## Entries
····················

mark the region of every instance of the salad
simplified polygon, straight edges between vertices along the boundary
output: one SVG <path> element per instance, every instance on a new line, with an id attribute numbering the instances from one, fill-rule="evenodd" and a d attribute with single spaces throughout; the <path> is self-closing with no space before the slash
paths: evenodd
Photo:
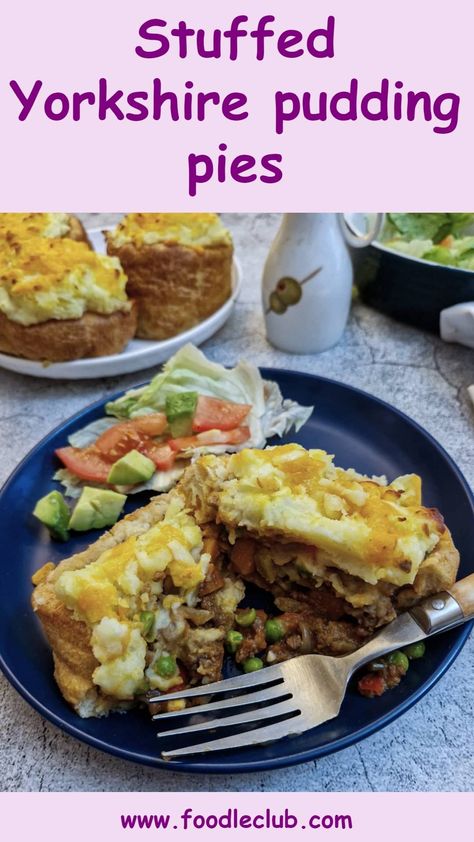
<path id="1" fill-rule="evenodd" d="M 411 257 L 474 270 L 474 213 L 388 213 L 381 242 Z"/>
<path id="2" fill-rule="evenodd" d="M 106 404 L 106 417 L 69 437 L 56 451 L 54 478 L 70 497 L 84 486 L 168 491 L 197 456 L 264 447 L 298 430 L 312 409 L 283 400 L 255 366 L 226 369 L 186 345 L 147 386 Z"/>

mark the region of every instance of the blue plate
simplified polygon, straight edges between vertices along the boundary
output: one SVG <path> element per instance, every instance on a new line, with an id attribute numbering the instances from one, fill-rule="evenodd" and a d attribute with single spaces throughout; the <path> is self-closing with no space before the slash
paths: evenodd
<path id="1" fill-rule="evenodd" d="M 315 406 L 307 424 L 288 440 L 324 448 L 337 455 L 337 464 L 368 474 L 386 474 L 389 479 L 412 471 L 421 474 L 424 502 L 441 510 L 461 552 L 460 575 L 472 572 L 473 498 L 454 462 L 428 433 L 388 404 L 342 383 L 274 369 L 263 369 L 262 374 L 276 380 L 285 397 Z M 54 682 L 51 653 L 30 609 L 30 577 L 46 561 L 59 562 L 83 549 L 99 533 L 75 535 L 67 545 L 52 543 L 30 512 L 38 498 L 55 487 L 51 480 L 56 467 L 54 449 L 103 414 L 104 403 L 96 403 L 50 433 L 18 466 L 0 494 L 0 663 L 13 686 L 55 725 L 111 754 L 173 771 L 275 769 L 338 751 L 384 727 L 418 701 L 453 663 L 470 625 L 430 641 L 426 656 L 413 662 L 399 687 L 381 698 L 364 699 L 352 686 L 337 719 L 300 737 L 217 753 L 205 760 L 163 762 L 156 726 L 146 710 L 80 719 Z M 128 509 L 143 505 L 146 499 L 145 495 L 135 496 Z"/>

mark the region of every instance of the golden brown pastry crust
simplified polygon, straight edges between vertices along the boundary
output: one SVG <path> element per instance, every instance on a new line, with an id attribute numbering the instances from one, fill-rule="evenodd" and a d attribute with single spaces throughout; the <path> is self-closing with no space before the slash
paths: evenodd
<path id="1" fill-rule="evenodd" d="M 115 246 L 128 277 L 127 293 L 139 305 L 137 336 L 166 339 L 204 321 L 232 292 L 231 244 L 189 248 L 176 244 Z"/>
<path id="2" fill-rule="evenodd" d="M 77 570 L 95 561 L 101 553 L 120 544 L 130 535 L 146 532 L 164 517 L 169 496 L 162 494 L 148 506 L 138 509 L 104 533 L 82 553 L 64 559 L 37 585 L 31 603 L 48 638 L 54 659 L 54 677 L 69 704 L 82 715 L 91 706 L 94 715 L 100 716 L 111 708 L 123 707 L 117 699 L 107 698 L 98 692 L 92 675 L 99 662 L 90 645 L 91 632 L 86 623 L 74 617 L 72 611 L 58 599 L 54 585 L 65 570 Z"/>
<path id="3" fill-rule="evenodd" d="M 118 354 L 135 335 L 137 306 L 110 315 L 85 313 L 80 319 L 49 319 L 21 325 L 0 313 L 0 351 L 14 357 L 65 362 Z"/>

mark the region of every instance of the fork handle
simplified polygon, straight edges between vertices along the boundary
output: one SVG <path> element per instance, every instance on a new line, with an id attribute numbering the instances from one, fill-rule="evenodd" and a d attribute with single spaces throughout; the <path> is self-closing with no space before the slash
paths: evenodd
<path id="1" fill-rule="evenodd" d="M 471 619 L 474 619 L 474 573 L 455 582 L 449 591 L 427 597 L 409 612 L 400 614 L 344 660 L 353 672 L 374 658 Z"/>
<path id="2" fill-rule="evenodd" d="M 466 620 L 474 617 L 474 573 L 466 576 L 465 579 L 460 579 L 459 582 L 455 582 L 449 588 L 449 593 L 460 605 Z"/>

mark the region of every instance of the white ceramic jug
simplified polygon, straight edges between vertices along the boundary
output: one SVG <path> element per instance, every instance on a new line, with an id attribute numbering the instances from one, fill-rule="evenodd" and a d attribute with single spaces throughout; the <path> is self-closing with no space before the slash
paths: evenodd
<path id="1" fill-rule="evenodd" d="M 358 233 L 338 213 L 287 213 L 272 243 L 262 279 L 268 340 L 283 351 L 312 354 L 331 348 L 346 326 L 352 296 L 347 246 L 369 245 L 383 214 Z"/>

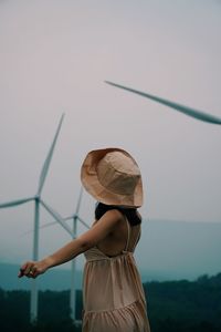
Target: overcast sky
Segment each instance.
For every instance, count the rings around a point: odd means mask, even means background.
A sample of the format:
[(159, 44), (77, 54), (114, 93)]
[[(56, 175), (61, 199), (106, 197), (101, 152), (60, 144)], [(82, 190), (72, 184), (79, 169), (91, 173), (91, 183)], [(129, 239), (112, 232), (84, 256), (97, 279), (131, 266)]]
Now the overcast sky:
[[(74, 211), (86, 153), (118, 146), (140, 166), (144, 218), (221, 222), (221, 126), (104, 83), (221, 117), (220, 18), (218, 0), (1, 0), (0, 201), (35, 194), (64, 112), (42, 193), (61, 215)], [(88, 224), (93, 208), (85, 193)], [(0, 211), (2, 261), (31, 257), (32, 228), (32, 203)], [(42, 230), (40, 256), (69, 239)]]

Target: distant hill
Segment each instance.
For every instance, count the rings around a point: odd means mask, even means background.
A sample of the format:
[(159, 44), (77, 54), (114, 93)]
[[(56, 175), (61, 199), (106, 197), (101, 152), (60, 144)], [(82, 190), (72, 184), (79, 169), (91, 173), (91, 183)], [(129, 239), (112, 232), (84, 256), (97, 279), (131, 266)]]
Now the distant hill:
[(143, 281), (196, 280), (221, 271), (221, 222), (144, 220), (135, 257)]
[[(143, 282), (196, 280), (221, 272), (220, 252), (221, 222), (144, 220), (135, 258)], [(0, 288), (29, 289), (30, 280), (18, 279), (18, 270), (19, 264), (0, 263)], [(70, 278), (70, 270), (56, 267), (38, 283), (40, 290), (69, 290)], [(81, 286), (82, 271), (77, 271), (77, 289)]]

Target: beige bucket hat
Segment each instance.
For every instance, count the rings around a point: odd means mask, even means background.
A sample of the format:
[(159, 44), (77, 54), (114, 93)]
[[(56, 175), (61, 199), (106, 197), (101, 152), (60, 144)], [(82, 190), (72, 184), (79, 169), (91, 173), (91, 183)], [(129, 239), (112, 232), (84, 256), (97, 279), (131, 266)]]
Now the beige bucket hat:
[(96, 200), (106, 205), (143, 205), (139, 167), (124, 149), (109, 147), (90, 152), (82, 164), (81, 180)]

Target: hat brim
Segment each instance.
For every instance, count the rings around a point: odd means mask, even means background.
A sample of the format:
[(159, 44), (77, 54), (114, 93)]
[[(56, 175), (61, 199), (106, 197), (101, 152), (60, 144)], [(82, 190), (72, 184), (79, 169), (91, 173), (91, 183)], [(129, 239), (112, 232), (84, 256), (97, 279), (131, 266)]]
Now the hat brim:
[(81, 180), (84, 188), (98, 201), (106, 205), (116, 205), (125, 207), (140, 207), (143, 205), (143, 183), (141, 177), (138, 179), (134, 193), (130, 195), (119, 195), (105, 188), (98, 180), (96, 167), (98, 162), (109, 152), (122, 152), (129, 158), (136, 160), (124, 149), (104, 148), (95, 149), (87, 154), (81, 169)]

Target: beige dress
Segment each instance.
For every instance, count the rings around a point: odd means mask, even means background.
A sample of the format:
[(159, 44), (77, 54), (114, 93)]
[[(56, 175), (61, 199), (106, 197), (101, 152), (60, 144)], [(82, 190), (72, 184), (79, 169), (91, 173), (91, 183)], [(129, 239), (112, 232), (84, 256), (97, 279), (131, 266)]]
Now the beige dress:
[(146, 301), (133, 256), (128, 251), (108, 257), (98, 248), (85, 252), (83, 332), (149, 332)]

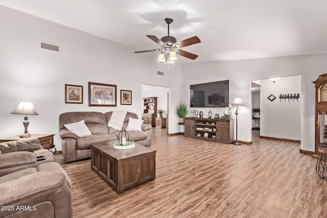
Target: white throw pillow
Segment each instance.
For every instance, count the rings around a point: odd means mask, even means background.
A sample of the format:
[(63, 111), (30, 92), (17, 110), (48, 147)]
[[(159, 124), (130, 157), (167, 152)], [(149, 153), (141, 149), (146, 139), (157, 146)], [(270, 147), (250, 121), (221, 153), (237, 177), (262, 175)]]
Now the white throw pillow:
[(126, 128), (126, 131), (142, 131), (142, 124), (144, 120), (138, 119), (133, 119), (129, 117), (128, 119), (128, 125)]
[(92, 135), (92, 133), (91, 133), (91, 132), (86, 126), (84, 119), (78, 122), (64, 124), (63, 125), (68, 130), (75, 133), (78, 137)]

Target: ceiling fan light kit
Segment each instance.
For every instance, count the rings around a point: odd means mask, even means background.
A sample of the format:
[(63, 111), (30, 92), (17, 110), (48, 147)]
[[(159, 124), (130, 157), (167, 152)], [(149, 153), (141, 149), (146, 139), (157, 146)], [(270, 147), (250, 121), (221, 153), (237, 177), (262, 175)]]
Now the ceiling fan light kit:
[(160, 63), (173, 63), (177, 59), (176, 54), (185, 58), (194, 60), (198, 57), (197, 55), (190, 53), (188, 52), (180, 49), (181, 47), (191, 45), (201, 42), (200, 39), (196, 36), (189, 38), (177, 42), (176, 38), (169, 35), (169, 25), (171, 23), (173, 20), (172, 18), (167, 18), (165, 21), (168, 25), (168, 35), (164, 36), (159, 39), (155, 36), (147, 35), (147, 37), (152, 41), (158, 44), (161, 49), (156, 49), (151, 50), (140, 51), (134, 52), (134, 53), (143, 53), (145, 52), (160, 51), (161, 53), (158, 57), (158, 61)]

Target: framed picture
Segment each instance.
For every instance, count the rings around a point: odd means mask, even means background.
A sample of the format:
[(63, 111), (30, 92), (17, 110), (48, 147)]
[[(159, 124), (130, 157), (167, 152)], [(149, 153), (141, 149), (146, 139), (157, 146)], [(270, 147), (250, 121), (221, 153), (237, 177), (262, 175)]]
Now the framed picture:
[(208, 96), (208, 102), (209, 105), (212, 105), (213, 104), (214, 100), (213, 100), (212, 95)]
[(214, 94), (214, 104), (220, 105), (220, 94)]
[(88, 82), (88, 106), (116, 107), (117, 86)]
[(132, 91), (121, 90), (121, 105), (132, 105)]
[(220, 103), (221, 104), (225, 104), (225, 96), (222, 96), (220, 97)]
[(83, 86), (65, 84), (65, 103), (83, 104)]

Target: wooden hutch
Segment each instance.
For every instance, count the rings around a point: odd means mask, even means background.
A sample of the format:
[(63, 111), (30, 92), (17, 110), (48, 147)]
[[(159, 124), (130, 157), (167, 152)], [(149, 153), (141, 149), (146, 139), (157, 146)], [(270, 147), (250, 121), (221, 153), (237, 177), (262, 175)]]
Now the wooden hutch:
[(327, 74), (319, 76), (314, 82), (316, 88), (315, 154), (318, 149), (327, 142)]
[(142, 119), (144, 124), (155, 127), (155, 117), (157, 116), (157, 97), (143, 98), (143, 113)]

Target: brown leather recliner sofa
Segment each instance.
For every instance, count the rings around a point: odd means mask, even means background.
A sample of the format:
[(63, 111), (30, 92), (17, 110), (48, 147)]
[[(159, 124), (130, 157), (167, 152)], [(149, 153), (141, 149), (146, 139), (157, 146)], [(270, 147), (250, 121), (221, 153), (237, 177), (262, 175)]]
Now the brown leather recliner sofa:
[[(112, 112), (103, 113), (95, 111), (77, 111), (63, 113), (59, 116), (59, 136), (61, 138), (62, 153), (65, 162), (88, 158), (91, 157), (91, 143), (118, 140), (119, 130), (108, 126)], [(123, 127), (126, 129), (129, 118), (138, 119), (134, 113), (127, 112)], [(84, 120), (92, 134), (79, 137), (68, 131), (64, 126)], [(128, 131), (130, 141), (138, 144), (150, 147), (151, 145), (151, 126), (143, 125), (142, 131)]]
[(1, 217), (72, 217), (71, 188), (38, 139), (0, 143)]

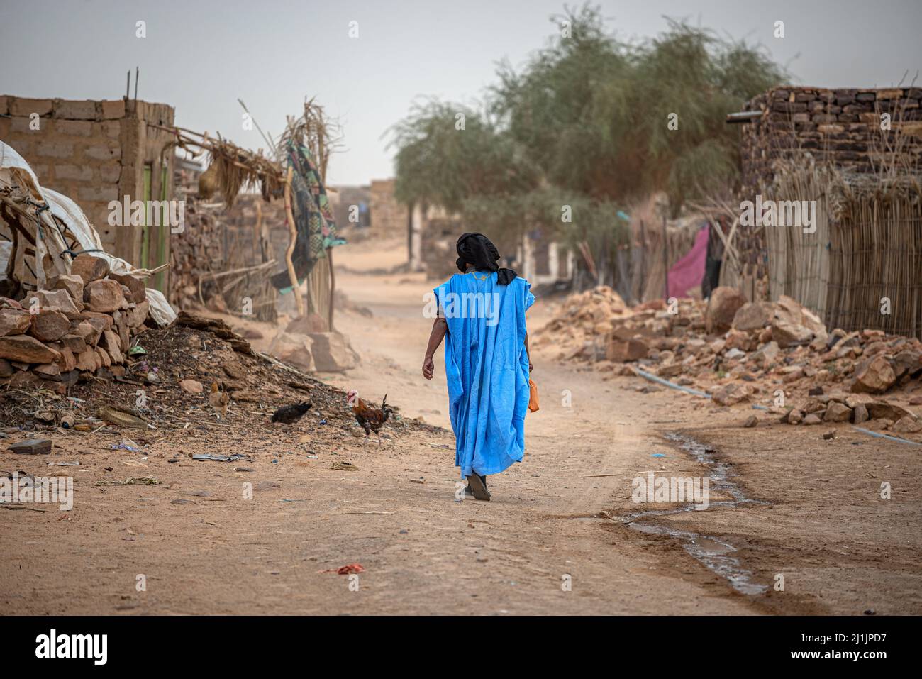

····················

Could you repeat the lines starting at the one containing "mark the region of every instance of the white" and ending at the one containing "358 233 L 338", changing "ceramic" to "porcelain" and leaving all else as it is? Give only those lines.

## Reply
mark the region of every instance of the white porcelain jug
simplified polygon, straight edges between vertices along the boundary
output: one SVG <path> element per instance, every instance on a new line, with an id attribute numbering the instances from one, fill-rule="evenodd" and a d attribute with single spaces throughout; the <path> is self-closing with no space before the slash
paths: evenodd
<path id="1" fill-rule="evenodd" d="M 358 233 L 338 213 L 287 213 L 272 243 L 262 279 L 268 340 L 283 351 L 312 354 L 331 348 L 346 326 L 352 296 L 347 246 L 369 245 L 383 214 Z"/>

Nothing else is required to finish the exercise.